*** TEXT Section Begins ***

# Tengen Toppa Gurren Lagann - Gurren-hen & Lagann-hen



## Rock Raiyu (Feb 27, 2010)

Finally got around to actually watching Gurren-hen and Lagann-Hen. They were pretty good, I liked the little twist at the end when



Spoiler



all the Dai-Gurren dan each got a Tengen Toppa mech from the respective mechs they piloted. That was pretty badass. I wasn't expecting something like that new twist and it sort of added more of a strive to save the universe. It was "manly" how Simon took on the Anti-Spiral one-on-one in a physical fight and did the finishing blow with this drill (or his soul as he called it.) Though I thought they would have another twist and keep Nia alive but that didn't happen.

*** TEXT Section Ends ***

EXERCISE TASKS:
a – Answer these questions from the Gurren Lagann post:
(i) On what date was the post made?
(ii) What did Simon call his drill?
(iii) Which character did the poster expect would be kept alive?
b – In the Gurren Lagann post, update the passage between "all the Dai-Gurren" and "that didn't happen.", inclusive, so that "awesome" replaces "badass".
Use only the post above.

*** PROVIDED DATA Section Begins ***

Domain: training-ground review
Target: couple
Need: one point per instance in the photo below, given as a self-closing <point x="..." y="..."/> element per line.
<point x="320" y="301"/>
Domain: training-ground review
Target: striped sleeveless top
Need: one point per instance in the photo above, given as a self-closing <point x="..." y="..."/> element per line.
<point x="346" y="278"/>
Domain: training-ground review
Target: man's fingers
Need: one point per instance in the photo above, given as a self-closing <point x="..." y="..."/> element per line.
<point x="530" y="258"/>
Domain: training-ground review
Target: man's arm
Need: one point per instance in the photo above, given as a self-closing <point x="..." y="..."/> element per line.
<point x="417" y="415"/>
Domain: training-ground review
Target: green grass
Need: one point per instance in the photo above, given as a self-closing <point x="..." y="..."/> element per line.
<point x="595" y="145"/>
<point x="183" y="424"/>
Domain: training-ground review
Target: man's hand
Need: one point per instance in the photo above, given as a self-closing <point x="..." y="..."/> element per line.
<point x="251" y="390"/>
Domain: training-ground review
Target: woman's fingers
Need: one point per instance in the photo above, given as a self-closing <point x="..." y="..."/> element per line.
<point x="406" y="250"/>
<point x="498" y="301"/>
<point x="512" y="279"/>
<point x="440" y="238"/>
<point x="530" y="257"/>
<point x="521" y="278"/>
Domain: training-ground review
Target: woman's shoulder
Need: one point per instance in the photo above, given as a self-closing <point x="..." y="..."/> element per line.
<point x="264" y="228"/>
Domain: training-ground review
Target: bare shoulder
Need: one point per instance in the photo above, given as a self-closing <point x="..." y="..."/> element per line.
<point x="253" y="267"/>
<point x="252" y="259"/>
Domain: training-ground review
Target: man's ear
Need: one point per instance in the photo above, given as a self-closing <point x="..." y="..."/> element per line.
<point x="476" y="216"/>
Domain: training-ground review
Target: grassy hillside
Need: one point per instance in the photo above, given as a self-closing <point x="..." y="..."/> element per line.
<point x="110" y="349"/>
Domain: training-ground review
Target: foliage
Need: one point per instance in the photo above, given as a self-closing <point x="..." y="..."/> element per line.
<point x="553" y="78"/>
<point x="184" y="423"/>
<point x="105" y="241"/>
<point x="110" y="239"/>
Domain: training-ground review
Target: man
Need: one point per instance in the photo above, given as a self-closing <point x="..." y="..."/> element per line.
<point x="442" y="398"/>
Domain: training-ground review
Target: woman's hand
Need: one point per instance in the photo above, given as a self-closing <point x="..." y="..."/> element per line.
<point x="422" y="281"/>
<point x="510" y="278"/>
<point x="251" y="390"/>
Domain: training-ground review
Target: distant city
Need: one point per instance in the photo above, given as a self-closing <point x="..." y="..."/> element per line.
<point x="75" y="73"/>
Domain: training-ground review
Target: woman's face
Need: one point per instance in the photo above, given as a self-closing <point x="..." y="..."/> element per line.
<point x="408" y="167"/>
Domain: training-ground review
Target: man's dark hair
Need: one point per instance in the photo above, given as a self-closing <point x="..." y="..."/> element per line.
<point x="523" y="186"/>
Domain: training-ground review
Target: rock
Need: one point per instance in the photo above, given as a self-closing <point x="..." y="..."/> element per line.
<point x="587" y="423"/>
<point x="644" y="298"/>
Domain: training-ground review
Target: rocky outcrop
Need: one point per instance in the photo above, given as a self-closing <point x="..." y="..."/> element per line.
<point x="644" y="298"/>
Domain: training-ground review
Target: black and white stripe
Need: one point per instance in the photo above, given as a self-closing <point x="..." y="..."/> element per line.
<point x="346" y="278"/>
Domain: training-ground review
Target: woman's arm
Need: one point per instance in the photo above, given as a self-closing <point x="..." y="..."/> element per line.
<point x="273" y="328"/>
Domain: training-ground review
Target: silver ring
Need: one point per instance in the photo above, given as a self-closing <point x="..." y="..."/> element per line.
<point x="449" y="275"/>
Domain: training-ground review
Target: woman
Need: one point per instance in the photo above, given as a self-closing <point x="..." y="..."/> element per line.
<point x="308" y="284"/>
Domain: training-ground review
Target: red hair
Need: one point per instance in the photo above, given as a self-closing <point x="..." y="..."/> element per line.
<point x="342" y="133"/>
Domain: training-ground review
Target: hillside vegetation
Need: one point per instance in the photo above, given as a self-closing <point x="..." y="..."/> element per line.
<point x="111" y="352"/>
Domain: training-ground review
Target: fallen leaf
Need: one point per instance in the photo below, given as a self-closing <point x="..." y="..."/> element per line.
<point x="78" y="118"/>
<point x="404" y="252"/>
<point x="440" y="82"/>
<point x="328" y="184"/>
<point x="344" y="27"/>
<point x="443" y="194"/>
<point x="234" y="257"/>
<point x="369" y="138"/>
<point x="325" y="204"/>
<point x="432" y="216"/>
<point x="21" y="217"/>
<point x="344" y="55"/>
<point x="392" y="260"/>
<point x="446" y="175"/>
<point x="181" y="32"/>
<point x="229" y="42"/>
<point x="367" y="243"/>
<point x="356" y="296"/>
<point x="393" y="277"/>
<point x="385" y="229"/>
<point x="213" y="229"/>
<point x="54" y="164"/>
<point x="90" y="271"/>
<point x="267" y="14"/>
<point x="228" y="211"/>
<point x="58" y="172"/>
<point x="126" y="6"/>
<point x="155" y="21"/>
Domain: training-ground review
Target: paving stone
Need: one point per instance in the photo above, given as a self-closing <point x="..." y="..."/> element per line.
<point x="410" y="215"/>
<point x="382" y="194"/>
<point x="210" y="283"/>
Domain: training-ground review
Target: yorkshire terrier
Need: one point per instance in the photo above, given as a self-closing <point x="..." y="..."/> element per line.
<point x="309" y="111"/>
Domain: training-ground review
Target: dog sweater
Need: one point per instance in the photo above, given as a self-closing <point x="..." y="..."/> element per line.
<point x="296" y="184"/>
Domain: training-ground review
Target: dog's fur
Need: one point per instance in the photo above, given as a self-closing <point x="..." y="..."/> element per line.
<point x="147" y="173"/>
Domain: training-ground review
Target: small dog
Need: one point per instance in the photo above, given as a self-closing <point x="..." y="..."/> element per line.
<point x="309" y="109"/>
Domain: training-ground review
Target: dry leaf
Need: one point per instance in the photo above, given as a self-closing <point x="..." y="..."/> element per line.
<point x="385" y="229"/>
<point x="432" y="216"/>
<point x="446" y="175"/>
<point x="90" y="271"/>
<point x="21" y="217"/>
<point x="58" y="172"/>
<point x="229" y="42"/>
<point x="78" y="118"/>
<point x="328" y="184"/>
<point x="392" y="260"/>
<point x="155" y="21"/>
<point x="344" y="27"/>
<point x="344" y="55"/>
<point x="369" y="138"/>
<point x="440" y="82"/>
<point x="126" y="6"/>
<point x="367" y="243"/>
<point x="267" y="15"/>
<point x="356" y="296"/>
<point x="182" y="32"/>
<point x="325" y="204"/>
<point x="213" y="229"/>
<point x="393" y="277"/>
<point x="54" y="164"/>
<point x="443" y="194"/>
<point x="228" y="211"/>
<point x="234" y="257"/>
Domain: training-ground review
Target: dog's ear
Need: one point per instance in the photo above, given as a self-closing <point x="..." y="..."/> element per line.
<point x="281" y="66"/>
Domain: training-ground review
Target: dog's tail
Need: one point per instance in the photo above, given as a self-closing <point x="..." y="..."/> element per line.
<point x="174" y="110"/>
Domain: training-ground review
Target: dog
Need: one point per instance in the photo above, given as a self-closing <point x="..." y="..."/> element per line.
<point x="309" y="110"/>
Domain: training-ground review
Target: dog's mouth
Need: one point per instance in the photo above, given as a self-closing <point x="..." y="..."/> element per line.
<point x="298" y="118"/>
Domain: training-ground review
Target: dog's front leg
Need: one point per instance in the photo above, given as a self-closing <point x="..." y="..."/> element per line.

*** PROVIDED DATA Section Ends ***

YOUR RESPONSES:
a –
(i) Feb 27, 2010
(ii) His soul
(iii) Nia

b –
all the Dai-Gurren dan each got a Tengen Toppa mech from the respective mechs they piloted. That was pretty awesome. I wasn't expecting something like that new twist and it sort of added more of a strive to save the universe. It was "manly" how Simon took on the Anti-Spiral one-on-one in a physical fight and did the finishing blow with this drill (or his soul as he called it.) Though I thought they would have another twist and keep Nia alive but that didn't happen.